*About this exercise:* Write out exactly the lines below that run from the one containing "mark the group" through the one containing "mark the wooden shutter", both included, with no other lines.

Entries taken from a collection:
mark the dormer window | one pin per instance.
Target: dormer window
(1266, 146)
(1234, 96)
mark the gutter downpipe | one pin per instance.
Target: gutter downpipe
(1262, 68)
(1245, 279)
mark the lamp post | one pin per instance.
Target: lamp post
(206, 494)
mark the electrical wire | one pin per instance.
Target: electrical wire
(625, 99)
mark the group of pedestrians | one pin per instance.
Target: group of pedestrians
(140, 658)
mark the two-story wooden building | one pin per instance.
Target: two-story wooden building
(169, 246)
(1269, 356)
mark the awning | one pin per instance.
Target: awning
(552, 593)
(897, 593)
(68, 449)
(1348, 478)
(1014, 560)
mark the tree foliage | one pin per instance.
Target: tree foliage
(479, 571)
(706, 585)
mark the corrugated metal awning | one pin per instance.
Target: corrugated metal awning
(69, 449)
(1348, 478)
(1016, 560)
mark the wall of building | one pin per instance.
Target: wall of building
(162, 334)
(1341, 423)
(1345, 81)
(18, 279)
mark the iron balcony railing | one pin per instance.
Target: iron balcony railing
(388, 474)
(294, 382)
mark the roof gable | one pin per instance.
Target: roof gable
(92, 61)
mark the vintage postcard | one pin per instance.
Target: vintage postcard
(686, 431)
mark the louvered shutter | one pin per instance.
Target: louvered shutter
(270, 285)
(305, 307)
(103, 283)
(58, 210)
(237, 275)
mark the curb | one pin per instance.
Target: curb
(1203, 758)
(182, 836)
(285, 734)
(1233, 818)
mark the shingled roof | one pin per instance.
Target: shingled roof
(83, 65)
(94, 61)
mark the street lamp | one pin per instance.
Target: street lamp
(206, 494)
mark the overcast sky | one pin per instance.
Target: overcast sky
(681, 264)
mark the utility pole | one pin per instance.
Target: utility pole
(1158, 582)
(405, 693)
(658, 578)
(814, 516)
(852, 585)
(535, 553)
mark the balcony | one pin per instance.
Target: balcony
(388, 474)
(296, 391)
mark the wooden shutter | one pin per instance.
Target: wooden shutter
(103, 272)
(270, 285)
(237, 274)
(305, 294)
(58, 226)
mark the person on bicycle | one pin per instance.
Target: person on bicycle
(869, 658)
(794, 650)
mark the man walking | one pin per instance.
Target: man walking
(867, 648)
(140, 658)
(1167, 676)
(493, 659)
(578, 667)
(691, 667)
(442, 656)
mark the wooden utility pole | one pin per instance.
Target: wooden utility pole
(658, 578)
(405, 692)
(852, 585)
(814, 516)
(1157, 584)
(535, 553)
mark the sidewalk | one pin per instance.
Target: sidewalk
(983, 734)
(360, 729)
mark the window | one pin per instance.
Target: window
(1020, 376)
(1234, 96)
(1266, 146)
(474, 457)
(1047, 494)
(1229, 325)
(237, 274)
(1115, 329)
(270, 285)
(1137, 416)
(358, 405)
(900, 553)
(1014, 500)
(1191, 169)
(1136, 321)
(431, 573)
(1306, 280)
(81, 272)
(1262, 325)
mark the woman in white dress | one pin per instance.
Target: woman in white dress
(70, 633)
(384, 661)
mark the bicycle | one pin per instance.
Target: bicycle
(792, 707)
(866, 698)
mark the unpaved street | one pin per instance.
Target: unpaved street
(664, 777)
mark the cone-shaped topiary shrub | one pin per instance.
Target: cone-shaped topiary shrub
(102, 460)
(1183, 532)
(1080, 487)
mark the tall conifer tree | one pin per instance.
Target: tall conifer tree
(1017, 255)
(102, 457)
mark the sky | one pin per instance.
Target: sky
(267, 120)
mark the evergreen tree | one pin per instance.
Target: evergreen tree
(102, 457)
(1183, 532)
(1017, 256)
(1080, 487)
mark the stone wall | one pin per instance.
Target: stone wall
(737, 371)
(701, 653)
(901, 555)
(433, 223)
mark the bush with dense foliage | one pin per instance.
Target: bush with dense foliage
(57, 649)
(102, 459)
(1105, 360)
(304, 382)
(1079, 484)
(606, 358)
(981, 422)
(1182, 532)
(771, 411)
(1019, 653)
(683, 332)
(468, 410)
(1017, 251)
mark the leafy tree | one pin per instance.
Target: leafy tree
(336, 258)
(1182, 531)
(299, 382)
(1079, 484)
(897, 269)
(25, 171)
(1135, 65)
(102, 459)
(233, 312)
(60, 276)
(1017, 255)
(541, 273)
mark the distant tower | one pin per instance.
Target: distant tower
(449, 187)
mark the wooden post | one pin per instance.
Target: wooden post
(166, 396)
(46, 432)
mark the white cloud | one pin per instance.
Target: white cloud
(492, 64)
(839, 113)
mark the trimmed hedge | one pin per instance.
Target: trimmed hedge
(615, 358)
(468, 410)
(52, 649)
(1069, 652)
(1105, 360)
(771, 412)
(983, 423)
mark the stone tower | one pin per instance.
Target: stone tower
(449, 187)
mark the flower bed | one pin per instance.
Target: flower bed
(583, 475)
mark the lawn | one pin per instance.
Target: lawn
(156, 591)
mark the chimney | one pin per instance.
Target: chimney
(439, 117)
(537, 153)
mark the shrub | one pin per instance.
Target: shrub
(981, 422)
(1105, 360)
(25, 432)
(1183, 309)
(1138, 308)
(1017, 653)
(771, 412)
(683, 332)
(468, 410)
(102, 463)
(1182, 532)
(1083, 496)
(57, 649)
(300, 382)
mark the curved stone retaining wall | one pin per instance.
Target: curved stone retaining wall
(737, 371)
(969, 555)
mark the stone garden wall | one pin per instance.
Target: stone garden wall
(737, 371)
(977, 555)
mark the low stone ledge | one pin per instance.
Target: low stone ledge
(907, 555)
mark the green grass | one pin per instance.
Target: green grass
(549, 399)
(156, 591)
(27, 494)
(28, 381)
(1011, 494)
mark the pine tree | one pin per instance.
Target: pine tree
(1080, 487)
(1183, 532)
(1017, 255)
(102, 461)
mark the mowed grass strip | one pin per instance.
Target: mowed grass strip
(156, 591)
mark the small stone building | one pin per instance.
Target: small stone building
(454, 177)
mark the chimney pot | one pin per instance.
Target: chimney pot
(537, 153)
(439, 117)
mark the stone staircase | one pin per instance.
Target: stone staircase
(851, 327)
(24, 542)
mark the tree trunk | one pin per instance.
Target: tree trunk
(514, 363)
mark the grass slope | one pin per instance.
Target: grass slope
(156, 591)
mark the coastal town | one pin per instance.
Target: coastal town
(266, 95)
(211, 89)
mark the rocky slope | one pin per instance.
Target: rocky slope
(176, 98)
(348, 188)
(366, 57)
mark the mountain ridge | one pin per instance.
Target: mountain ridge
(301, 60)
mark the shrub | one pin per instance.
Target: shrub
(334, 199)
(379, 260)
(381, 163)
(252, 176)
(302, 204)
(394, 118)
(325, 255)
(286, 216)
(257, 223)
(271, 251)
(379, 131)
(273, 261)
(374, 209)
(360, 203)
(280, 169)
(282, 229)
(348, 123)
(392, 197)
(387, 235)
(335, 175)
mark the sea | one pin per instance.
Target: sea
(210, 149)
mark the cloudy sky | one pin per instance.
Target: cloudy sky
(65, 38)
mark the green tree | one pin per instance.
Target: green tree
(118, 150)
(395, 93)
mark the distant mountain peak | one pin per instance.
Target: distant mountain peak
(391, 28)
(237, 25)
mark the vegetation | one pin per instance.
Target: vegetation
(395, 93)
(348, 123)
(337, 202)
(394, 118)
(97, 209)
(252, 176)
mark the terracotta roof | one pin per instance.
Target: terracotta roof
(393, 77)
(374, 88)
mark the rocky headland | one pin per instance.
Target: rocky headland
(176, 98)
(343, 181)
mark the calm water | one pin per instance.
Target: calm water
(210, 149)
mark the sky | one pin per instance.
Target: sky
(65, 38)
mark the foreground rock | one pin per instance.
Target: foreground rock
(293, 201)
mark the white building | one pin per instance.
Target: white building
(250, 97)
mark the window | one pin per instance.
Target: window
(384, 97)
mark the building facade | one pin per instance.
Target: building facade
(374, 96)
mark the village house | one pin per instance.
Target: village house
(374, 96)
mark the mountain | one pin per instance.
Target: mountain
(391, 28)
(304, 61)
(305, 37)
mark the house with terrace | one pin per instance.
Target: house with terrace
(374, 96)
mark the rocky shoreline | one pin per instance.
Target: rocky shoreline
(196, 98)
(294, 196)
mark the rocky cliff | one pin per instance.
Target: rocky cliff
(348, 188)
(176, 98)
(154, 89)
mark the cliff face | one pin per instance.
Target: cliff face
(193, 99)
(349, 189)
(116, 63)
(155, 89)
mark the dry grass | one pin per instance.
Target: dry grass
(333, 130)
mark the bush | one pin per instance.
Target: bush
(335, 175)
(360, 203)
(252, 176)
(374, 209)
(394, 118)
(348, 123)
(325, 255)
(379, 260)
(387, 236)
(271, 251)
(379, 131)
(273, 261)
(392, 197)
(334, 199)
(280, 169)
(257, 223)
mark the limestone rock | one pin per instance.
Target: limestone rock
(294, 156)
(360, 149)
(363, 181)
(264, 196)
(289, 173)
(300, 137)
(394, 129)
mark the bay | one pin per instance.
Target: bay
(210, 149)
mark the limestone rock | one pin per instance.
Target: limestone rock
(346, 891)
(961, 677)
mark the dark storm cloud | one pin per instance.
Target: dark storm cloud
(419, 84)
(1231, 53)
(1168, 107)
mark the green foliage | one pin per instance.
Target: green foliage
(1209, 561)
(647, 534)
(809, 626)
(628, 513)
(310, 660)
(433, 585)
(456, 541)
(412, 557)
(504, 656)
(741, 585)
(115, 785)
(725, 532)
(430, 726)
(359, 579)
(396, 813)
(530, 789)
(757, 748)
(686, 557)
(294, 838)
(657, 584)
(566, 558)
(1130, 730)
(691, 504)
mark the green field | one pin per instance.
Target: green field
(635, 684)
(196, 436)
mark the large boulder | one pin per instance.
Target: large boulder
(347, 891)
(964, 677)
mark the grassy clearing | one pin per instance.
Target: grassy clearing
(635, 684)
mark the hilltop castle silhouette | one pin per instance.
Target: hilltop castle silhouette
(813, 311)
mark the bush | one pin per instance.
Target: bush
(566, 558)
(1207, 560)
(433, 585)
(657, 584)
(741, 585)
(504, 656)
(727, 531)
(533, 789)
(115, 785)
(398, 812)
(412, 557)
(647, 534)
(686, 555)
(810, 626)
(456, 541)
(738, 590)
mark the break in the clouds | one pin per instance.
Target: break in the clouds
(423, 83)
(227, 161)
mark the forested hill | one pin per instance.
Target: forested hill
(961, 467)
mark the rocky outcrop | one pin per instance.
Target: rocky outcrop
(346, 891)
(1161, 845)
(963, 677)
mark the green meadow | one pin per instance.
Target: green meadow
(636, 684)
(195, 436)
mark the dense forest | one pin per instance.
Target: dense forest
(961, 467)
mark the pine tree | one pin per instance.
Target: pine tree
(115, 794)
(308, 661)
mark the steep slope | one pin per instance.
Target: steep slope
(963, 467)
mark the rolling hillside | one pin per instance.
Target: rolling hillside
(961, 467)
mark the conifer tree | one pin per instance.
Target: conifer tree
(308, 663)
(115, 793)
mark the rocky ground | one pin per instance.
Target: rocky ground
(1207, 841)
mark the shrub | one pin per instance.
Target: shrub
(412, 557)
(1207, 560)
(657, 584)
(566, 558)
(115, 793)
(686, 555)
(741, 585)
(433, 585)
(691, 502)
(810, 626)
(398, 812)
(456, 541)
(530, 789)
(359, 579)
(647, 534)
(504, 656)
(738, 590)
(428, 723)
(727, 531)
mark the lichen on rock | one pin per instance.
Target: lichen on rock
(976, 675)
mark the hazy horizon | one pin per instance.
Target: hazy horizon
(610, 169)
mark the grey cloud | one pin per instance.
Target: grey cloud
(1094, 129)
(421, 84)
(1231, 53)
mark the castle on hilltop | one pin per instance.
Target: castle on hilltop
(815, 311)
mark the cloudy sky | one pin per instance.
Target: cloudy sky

*The answer:*
mark the group of pedestrians | one pin per instance.
Target: group of pedestrians
(140, 658)
mark the two-story wooden building | one pin per instance.
Target: two-story wooden building
(169, 246)
(1269, 356)
mark the awning | one pin per instance.
Target: awning
(552, 593)
(897, 593)
(68, 449)
(1348, 478)
(1014, 560)
mark the tree foliage | one pin per instance.
Target: tree foliage
(479, 571)
(706, 585)
mark the corrugated metal awning | one pin per instance.
Target: corrugated metal awning
(69, 449)
(1348, 478)
(1016, 560)
mark the wall of building | one pin per instance.
Target: wall of building
(162, 334)
(1341, 423)
(1345, 81)
(18, 279)
mark the iron balcony railing | one pin per instance.
Target: iron balcony railing
(388, 474)
(294, 382)
mark the roof gable | one pin per instance.
Target: roof gable
(92, 61)
mark the vintage postcard | one pin per instance.
Target: vintage postcard
(686, 431)
mark the louvered shutter | one pin per instance.
Target: louvered shutter
(270, 285)
(305, 307)
(103, 283)
(58, 210)
(237, 275)
mark the curb | one pin per instance.
Target: curb
(1203, 758)
(182, 836)
(285, 734)
(1233, 818)
mark the shingled roof | one pin per instance.
Target: shingled roof
(83, 65)
(94, 61)
mark the street lamp | one pin per instance.
Target: street lamp
(206, 494)
mark the overcast sky | one pin per instance.
Target: overcast sky
(681, 264)
mark the utility pole | one pin per instance.
Target: utility pole
(1158, 582)
(405, 693)
(658, 578)
(814, 516)
(852, 585)
(535, 553)
mark the balcony | one pin per instance.
Target: balcony
(388, 474)
(296, 391)
mark the wooden shutter | one pin per instance.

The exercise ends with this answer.